═══ DATA TO EXAMINE
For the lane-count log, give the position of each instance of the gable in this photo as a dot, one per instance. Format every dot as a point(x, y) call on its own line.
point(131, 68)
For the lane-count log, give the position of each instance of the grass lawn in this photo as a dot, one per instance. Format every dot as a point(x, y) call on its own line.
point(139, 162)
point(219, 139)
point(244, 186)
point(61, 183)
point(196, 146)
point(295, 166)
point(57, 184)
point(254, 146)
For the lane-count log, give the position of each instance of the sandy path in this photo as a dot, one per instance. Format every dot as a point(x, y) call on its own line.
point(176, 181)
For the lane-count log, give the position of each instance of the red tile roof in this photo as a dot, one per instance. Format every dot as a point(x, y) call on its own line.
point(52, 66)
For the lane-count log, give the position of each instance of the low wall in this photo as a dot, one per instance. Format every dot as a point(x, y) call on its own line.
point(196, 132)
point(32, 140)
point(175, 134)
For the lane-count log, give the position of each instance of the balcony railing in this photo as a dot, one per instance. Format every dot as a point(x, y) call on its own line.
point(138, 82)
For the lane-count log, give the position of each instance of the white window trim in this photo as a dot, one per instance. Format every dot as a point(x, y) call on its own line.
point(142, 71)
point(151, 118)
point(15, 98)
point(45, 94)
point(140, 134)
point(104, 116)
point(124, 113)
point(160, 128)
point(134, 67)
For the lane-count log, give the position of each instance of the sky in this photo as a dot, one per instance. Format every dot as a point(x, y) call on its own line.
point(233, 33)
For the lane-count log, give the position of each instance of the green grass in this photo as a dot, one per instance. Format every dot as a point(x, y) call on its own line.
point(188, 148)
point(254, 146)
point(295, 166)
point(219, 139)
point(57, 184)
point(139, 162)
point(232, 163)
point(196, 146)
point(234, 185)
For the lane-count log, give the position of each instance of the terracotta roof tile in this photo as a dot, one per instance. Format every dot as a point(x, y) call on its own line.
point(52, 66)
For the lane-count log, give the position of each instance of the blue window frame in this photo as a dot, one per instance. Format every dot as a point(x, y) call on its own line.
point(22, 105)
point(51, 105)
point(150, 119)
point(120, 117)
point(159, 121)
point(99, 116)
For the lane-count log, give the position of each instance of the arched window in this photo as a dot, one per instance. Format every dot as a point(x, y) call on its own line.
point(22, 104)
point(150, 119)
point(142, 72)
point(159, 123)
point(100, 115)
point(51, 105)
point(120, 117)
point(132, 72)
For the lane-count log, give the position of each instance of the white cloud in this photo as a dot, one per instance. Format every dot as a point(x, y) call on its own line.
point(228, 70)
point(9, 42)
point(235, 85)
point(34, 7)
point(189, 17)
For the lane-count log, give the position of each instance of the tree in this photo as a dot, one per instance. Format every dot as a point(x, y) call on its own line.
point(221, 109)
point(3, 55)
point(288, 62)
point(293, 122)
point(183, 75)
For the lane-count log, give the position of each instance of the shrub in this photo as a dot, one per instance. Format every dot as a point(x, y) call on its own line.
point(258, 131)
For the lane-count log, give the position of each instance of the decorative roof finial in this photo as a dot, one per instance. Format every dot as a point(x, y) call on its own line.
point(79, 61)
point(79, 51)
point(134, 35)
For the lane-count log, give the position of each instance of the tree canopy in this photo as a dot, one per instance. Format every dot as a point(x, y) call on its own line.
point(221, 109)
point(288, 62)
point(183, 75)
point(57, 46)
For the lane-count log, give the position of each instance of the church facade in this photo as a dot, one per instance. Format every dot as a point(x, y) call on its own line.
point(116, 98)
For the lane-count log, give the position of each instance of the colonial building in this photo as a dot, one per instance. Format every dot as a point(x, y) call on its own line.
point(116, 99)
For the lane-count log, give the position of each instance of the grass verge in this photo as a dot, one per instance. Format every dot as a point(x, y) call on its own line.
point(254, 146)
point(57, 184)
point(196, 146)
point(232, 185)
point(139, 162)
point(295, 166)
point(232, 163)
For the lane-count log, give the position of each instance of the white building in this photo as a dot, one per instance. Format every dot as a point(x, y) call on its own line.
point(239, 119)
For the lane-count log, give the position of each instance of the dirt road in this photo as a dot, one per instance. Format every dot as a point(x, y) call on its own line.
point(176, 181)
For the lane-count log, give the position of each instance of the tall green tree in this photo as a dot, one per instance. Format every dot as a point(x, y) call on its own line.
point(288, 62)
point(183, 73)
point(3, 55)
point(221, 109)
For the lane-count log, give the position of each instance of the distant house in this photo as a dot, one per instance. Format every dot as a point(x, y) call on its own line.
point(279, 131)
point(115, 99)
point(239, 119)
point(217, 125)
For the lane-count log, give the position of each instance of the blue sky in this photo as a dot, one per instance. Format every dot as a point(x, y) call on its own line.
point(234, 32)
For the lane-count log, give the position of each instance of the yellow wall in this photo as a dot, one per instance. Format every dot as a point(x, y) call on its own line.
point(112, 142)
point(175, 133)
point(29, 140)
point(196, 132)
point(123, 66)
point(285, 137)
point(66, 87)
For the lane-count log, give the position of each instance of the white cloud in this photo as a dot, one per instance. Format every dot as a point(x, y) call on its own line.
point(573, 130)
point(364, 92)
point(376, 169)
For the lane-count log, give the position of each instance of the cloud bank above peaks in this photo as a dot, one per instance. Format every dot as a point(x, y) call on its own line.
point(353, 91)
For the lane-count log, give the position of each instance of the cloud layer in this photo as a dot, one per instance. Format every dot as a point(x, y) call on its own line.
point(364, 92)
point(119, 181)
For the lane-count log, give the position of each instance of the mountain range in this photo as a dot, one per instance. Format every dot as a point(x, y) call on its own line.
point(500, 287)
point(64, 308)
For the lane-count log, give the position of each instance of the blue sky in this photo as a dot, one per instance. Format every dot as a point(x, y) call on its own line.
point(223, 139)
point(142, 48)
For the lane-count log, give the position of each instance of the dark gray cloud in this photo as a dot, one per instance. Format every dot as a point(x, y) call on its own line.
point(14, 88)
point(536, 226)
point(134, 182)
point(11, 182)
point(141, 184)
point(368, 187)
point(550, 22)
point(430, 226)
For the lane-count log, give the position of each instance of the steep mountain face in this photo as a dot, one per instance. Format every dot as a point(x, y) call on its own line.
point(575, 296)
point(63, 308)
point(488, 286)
══════
[REQUIREMENT] Return the full listing, character for character.

[SOLVED PROBLEM]
For the lane-count log, give the position of each instance of the gable in this photo as a dot, one per instance. Format every dot as a point(x, y) call on its own line.
point(131, 68)
For the lane-count log, give the position of each instance of the grass lawn in this photo as a dot, one per instance. Format every dot as a point(x, y) call on its own line.
point(139, 162)
point(219, 139)
point(244, 186)
point(61, 183)
point(196, 146)
point(295, 166)
point(57, 184)
point(254, 146)
For the lane-count log, give the position of each instance of the sandy path in this photo as a dot, one per instance. Format every dot as a point(x, y) call on its own line.
point(176, 181)
For the lane-count log, give the position of each instance of the red tile roof in this photo as a dot, one per instance. Format every dot as a point(x, y) call on its own line.
point(52, 66)
For the lane-count log, give the position of each instance of the low wall in this photo as a dot, one per instance. Format every dot as a point(x, y) call on its own line.
point(196, 132)
point(32, 140)
point(175, 134)
For the lane-count log, give the position of each instance of the balcony railing in this photo as a dot, one per instance. Format every dot as a point(x, y) call on its own line.
point(138, 82)
For the lane-count log, give the position of each instance of the white window trim in this photo as a dot, one per instance. Format every dot as a point(x, y) call on its own line.
point(142, 71)
point(151, 118)
point(15, 98)
point(45, 94)
point(140, 134)
point(104, 116)
point(124, 113)
point(160, 128)
point(134, 67)
For the lane-count log, give the position of each instance of the sky in this photo as a dot, one per instance. Format every dot as a point(x, y) call on its own line.
point(233, 33)
For the lane-count log, give the position of each instance of the green grass in this photo as a dot, one per instance. Format every dot as a point(x, y) call on its own line.
point(188, 148)
point(254, 146)
point(295, 166)
point(219, 139)
point(57, 184)
point(139, 162)
point(232, 163)
point(196, 146)
point(234, 185)
For the lane-count log, give the position of each instance of the terracotta roof tile in this photo as a dot, one per instance. Format every dot as a point(x, y) call on its own line.
point(52, 66)
For the lane-count log, give the position of each instance of the blue window frame in this photo as a dot, one per instance. Format every dot as a point(x, y) call on its own line.
point(22, 105)
point(51, 105)
point(150, 119)
point(120, 117)
point(159, 121)
point(99, 116)
For the lane-count log, give the position of each instance of the arched window in this photo as a dot, one per instance. Format every dot as a point(x, y) call on its own line.
point(22, 104)
point(150, 119)
point(142, 72)
point(159, 123)
point(100, 115)
point(51, 105)
point(120, 117)
point(132, 72)
For the lane-count log, give the position of each instance of the white cloud in this photo as a dot, one per instance. Format every dot as a point(x, y) call on its own line.
point(228, 70)
point(9, 42)
point(235, 85)
point(34, 7)
point(189, 17)
For the lane-count log, give the position of each instance of the tree in this photo as a dot, one per instance. Format every dot as a point(x, y) call on its own line.
point(221, 109)
point(3, 55)
point(288, 62)
point(293, 122)
point(183, 75)
For the lane-count log, give the position of each instance of the shrub in this photo as a dot, one per instance. Format every dot as a point(x, y) call on its own line.
point(258, 131)
For the lane-count log, give the position of each instance of the decorative roof finial in this photo as a dot, one per instance. Format every dot as a point(x, y) call on its own line.
point(79, 61)
point(79, 51)
point(134, 35)
For the lane-count log, give the position of each instance of the tree canopy in this photo as a dot, one per instance. Format every dot as a point(x, y) call on its own line.
point(221, 109)
point(288, 62)
point(183, 75)
point(57, 46)
For the lane-count log, give the position of each instance of the church facade in this photo as a dot, one per instance. Format every dot as a point(x, y) call on its own line.
point(116, 98)
For the lane-count log, give the position of each instance of the colonial building in this photo as a dot, one per instance. Format every dot as a point(x, y) call on its own line.
point(116, 99)
For the lane-count log, give the position of each instance of the grass verge in this photo as a dot, one per instance. Format every dot as a point(x, y) call on its own line.
point(254, 146)
point(57, 184)
point(196, 146)
point(232, 185)
point(139, 162)
point(295, 166)
point(232, 163)
For the lane-count log, give the position of each instance of the white building in this photo as a dot, one per instance. Format every dot as a point(x, y) call on its own line.
point(239, 119)
For the lane-count log, give the position of each instance of the dirt road in this photo as a dot, one per instance. Format every dot as a point(x, y) call on its own line.
point(176, 181)
For the lane-count log, give the position of each instance of the tall green tree in this photo as a dot, one per instance. Format every dot as a point(x, y) call on its own line.
point(288, 62)
point(183, 73)
point(3, 55)
point(221, 109)
For the lane-count log, give the position of each instance of the distant house in this photo as a dot, one per instance. Format every dot as a point(x, y) call on its own line.
point(279, 131)
point(115, 99)
point(239, 119)
point(217, 125)
For the lane-count log, give the position of each instance of the blue sky in this photo as a dot, one per instance. Format every dot as a point(x, y) call on its own line.
point(234, 32)
For the lane-count log, give the position of each instance of the yellow wall in this photo as a dot, one per instance. Format every dot as a point(x, y) call on its own line.
point(112, 142)
point(175, 133)
point(29, 140)
point(196, 132)
point(123, 66)
point(285, 137)
point(66, 87)
For the lane-count log, give the position of each instance of the white cloud in this photo as a dot, one per instance. Format every dot as a point(x, y) call on its own line.
point(573, 130)
point(364, 92)
point(376, 169)
For the lane-count log, give the position of each instance of the cloud bank above peaks in this photo as a dot, one per instance. Format every dot as a point(x, y) call on its own line.
point(353, 91)
For the lane-count log, give the position of each instance of the cloud layer in this photo as a dot, one per instance. Format every dot as a point(x, y) call on its own line.
point(364, 92)
point(119, 181)
For the lane-count log, give the position of each instance of the mountain range in this photo as a dot, one per instance. Format every dot as a point(x, y) call on its own line.
point(500, 287)
point(64, 308)
For the lane-count log, give the position of each instance of the blue sky in this photo as a dot, one per instance. Format every dot as a point(x, y) call on its own line.
point(223, 139)
point(142, 48)
For the lane-count log, give the position of each instance of the dark gray cloud in this photo as a dot, one per instance. Format every dot as a point(x, y) call on its own line.
point(14, 88)
point(536, 226)
point(134, 182)
point(11, 182)
point(141, 184)
point(368, 187)
point(550, 22)
point(430, 226)
For the lane-count log, give the position of each instance of the steep mountain face in this photo as a dot, one per instance. Format every dot as a point(x, y) call on its own line.
point(575, 296)
point(63, 308)
point(488, 286)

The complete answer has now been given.